■ **DATA**
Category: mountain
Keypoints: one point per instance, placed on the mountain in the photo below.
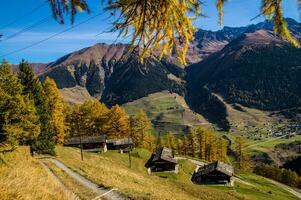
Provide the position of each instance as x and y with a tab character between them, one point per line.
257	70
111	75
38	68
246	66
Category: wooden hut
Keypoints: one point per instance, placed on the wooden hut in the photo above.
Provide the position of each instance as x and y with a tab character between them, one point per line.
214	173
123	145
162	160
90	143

* * *

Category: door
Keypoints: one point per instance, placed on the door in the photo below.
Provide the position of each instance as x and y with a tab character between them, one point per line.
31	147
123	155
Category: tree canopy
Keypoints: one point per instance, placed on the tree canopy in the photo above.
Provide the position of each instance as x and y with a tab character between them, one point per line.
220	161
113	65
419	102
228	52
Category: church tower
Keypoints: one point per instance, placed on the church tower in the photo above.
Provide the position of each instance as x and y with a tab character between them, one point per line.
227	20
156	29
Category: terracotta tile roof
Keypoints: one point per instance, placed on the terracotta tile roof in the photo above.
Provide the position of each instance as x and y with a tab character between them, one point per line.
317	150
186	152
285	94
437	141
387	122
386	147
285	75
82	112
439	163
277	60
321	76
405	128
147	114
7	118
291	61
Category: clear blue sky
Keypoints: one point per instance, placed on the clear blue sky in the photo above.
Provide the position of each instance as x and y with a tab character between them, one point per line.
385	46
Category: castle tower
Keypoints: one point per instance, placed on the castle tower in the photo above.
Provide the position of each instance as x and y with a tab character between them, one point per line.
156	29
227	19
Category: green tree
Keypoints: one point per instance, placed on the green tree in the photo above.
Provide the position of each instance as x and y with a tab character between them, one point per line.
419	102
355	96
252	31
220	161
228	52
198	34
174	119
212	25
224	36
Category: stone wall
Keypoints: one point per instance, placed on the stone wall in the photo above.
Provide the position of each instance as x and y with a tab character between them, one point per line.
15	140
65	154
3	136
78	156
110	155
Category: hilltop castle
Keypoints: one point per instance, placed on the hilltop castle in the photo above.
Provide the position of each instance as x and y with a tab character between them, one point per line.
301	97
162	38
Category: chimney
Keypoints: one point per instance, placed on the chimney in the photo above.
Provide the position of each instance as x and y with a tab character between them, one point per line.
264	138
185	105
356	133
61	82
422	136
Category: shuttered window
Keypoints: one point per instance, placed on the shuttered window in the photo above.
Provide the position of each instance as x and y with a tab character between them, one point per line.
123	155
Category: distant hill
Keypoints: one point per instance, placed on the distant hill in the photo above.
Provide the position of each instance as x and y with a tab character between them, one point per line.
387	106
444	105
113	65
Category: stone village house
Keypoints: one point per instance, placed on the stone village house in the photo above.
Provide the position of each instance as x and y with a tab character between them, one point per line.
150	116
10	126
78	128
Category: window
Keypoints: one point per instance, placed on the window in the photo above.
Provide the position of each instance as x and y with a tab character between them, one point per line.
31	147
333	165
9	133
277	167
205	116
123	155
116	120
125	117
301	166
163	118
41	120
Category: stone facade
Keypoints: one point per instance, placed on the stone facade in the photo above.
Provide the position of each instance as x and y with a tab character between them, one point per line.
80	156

■ **CHALLENGE**
Count the lines in the entries above that contain the string "chimney", and reply with only that number.

■ **TASK OUTPUT**
2